Stephen Cook devised a computational task, called the tree evaluation problem, that seemed impossible for any algorithm with limited memory.

BBVA Foundation

In the late 2000s, McKenzie and the pioneering complexity theorist Stephen Cook devised a problem that seemed like a promising candidate. Called the tree evaluation problem, it involves repeatedly solving a simpler math problem that turns a pair of input numbers into a single output. Copies of this math problem are arranged in layers like the matches in a tournament bracket: The outputs of each layer become the inputs to the next layer until there’s just one output remaining. Different tree evaluation algorithms represent different strategies for calculating this final output from the initial inputs — they might perform the calculations in a different order, or record the results of intermediate steps in a different way.

Many algorithms can solve the tree evaluation problem quickly, putting it in the class P. But every such algorithm must devote some memory to the numbers it’s working with, while also storing numbers it’s already calculated for use in later steps. That’s why Cook and McKenzie suspected that the problem was impossible to solve using limited memory. They formalized this intuition in a 2010 paper co-authored with three other researchers, and proved that every ordinary algorithm for solving the tree evaluation problem required too much memory to qualify for membership in L.

But their work didn’t rule out the possibility of bizarre algorithms that could somehow use the same piece of memory for storage and calculations simultaneously — the computing equivalent of using a page filled with important notes as scratch paper. Cook and McKenzie thought such outlandish algorithms couldn’t exist, and they were confident enough to put money on it: Anyone who could prove them wrong would win a cool $100.

Catalytic Conversion

Michal Koucký, a complexity theorist at Charles University in Prague, learned about the tree evaluation result from Cook during a 2011 sabbatical in Toronto. He grew determined to finish what Cook and McKenzie had started, by proving that there’s no way to do additional computations using memory that’s saving data for later. Koucký’s quest would lead him on an unexpected detour to the discovery of catalytic computing. Nearly a decade later, that discovery would inspire two young researchers to return to tree evaluation and settle Cook and McKenzie’s bet once and for all.

But back to the story of catalytic computing. It all started when Koucký visited colleagues in Amsterdam and posed the question that had been preoccupying him in simpler terms: What can you do with memory that’s already full?

“Nothing” was the obvious answer. “I thought, ‘OK, this is of course very useless, and we’re going to prove it,’” said Harry Buhrman, the leader of the Amsterdam group. “And then we couldn’t prove it.”

Michal Koucký in a blue sweater in front of a chalkboard. Harry Bhurman in a black shirt and coat in front of a glass wall

Using an approach called catalytic computing, Harry Buhrman and Michal Koucký showed that even full memory could theoretically aid computation.

> **DATA RECORDS**:

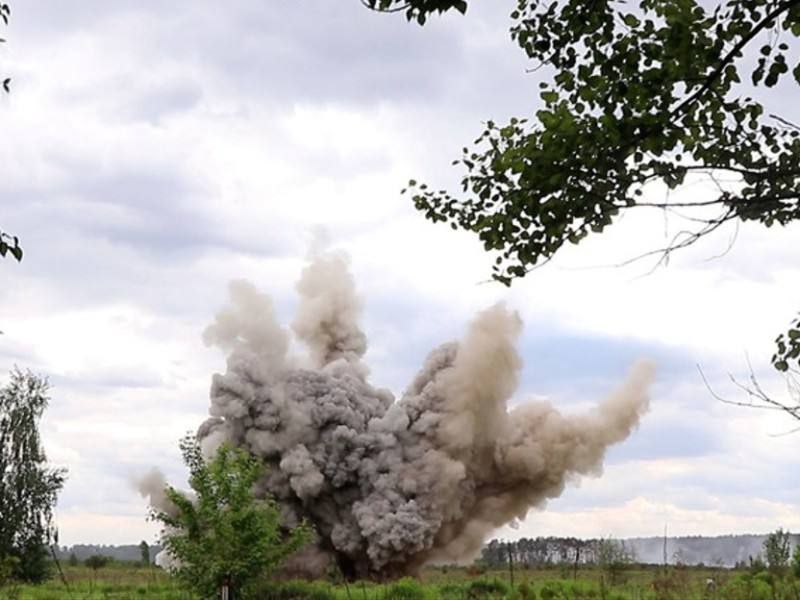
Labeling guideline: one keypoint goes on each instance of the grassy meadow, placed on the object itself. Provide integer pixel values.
(119, 581)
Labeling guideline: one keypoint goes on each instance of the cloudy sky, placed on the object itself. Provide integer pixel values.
(153, 151)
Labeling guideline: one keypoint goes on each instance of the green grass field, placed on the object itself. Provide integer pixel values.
(120, 581)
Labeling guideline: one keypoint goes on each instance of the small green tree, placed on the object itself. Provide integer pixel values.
(28, 486)
(776, 552)
(613, 558)
(225, 535)
(96, 562)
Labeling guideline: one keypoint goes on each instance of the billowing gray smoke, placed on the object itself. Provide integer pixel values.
(392, 484)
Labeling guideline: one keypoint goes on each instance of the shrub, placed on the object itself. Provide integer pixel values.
(487, 588)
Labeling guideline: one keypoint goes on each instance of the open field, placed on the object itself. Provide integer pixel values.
(119, 581)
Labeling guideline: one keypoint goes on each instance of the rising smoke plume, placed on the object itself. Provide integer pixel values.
(393, 484)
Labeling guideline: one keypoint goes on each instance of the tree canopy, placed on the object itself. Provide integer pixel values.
(225, 534)
(638, 94)
(8, 243)
(28, 486)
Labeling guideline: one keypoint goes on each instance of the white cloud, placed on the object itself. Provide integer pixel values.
(158, 151)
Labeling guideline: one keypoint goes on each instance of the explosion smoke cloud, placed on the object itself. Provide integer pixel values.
(392, 484)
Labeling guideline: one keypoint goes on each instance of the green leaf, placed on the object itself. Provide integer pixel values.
(631, 21)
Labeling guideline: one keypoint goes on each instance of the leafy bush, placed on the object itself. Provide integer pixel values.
(487, 588)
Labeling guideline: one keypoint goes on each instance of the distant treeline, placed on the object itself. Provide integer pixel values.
(726, 550)
(132, 553)
(540, 552)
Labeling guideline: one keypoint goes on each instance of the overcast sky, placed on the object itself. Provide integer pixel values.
(153, 151)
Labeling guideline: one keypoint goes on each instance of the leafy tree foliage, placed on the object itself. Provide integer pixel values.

> **GIVEN PROBLEM**:
Extend the text on catalytic computing and the tree evaluation problem, continuing from its last sentence.

> **EXPECTED ANSWER**:
From left: Bob Bronshoff, Tomas Rubin

The breakthrough came months later, when Buhrman was visiting his frequent collaborator Richard Cleve at the University of Waterloo. They decided to focus on an extreme scenario, one where the full memory is very large. If a computer with little free memory can access this massive full memory, would that enable it to solve problems that would be impossible with the free memory alone? It’s like the “hard drive full of family photos” question, but with a hard drive the size of a data center.

If that extra data is untouchable — you can’t interact with it at all — then it definitely doesn’t help. But what if you’re allowed to tweak some of the bits encoding this data, as long as you promise to reset them when you’re done? You can’t simply keep a record of your changes, since that would take up even more space, so instead you’ll have to ensure that your changes are easily reversible. What’s more, you don’t get to choose the content of the extra data, so whatever you do must work for any possible initial configuration of bits.

Those are pretty stringent constraints, so it wasn’t obvious that the extra memory could ever prove useful. But to their surprise, Buhrman and Cleve showed that, if you tweak bits in just the right way, you really can get extra computational oomph out of a full memory.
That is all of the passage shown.